第461回
人の行く裏の道を歩くことにしよう
私は邱さんが株について書かれた文章を読むと、
なぜ自分が株で失敗したのか、
その原因が見えてきます。
私は下がり続けることになった株を買ったとき
“鉄冷えの街”といわれていた
北九州市の八幡製鉄所で仕事をしていました。
ここで仕事をしていると、
バブル胎動の動きなど少しも伝わってきません。
わずかに、隣の福岡市で地上げの騒動があり、
新聞やテレビの報道が日増しに活発になったのと、
留守宅を守ってくれている妻が、
近頃、東京のマンションを売りませんか
という勧誘の電話が
よくかかってくるようになったといったことで、
少し騒がしくなっているようだと感じた程度でした。
しかし、今から思えば、僅かに聞こえてきた
外界の動きが、都会の不動産が高くなり、
つづいて株価が急騰していくという傾向を
伝えてくれていたわけで、
私はそうした時期に株を買ったわけです。
バブルの振動が伝わらないところで、
仕事をしていたというものの
株価が上へ上へと動き、
人が我も我もと兜町の方面に向かって
お金を投じていた頃に
自分も株を買ったことが明らかになってきます。
===
**依頼事項**
1: 株の失敗をふり返る抜粋によると、下がり続けることになった株を買ったとき、筆者はどこで仕事をしていましたか。
2: 抜粋のうち「ここで仕事をしていると、」から「私はそうした時期に株を買ったわけです。」までを、両端の語句も含めてそのまま書き写してください。
3: 抜粋の「バブルの振動が伝わらないところで」で始まる段落を、要点を残して短い箇条書きにまとめてください。

コレクション収録の記録
===
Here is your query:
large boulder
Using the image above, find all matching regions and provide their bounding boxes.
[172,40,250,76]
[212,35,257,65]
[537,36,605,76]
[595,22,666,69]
===
**解答例**
1: 北九州市の八幡製鉄所です。

2:
ここで仕事をしていると、
バブル胎動の動きなど少しも伝わってきません。
わずかに、隣の福岡市で地上げの騒動があり、
新聞やテレビの報道が日増しに活発になったのと、
留守宅を守ってくれている妻が、
近頃、東京のマンションを売りませんか
という勧誘の電話が
よくかかってくるようになったといったことで、
少し騒がしくなっているようだと感じた程度でした。
しかし、今から思えば、僅かに聞こえてきた
外界の動きが、都会の不動産が高くなり、
つづいて株価が急騰していくという傾向を
伝えてくれていたわけで、
私はそうした時期に株を買ったわけです。

3:
- バブルの振動が伝わらない場所で仕事をしていた。
- それでも株を買ったのは、株価が上がり続け、人々が次々と兜町の方面へお金を投じていた時期だった。
- そのことが明らかになってくる。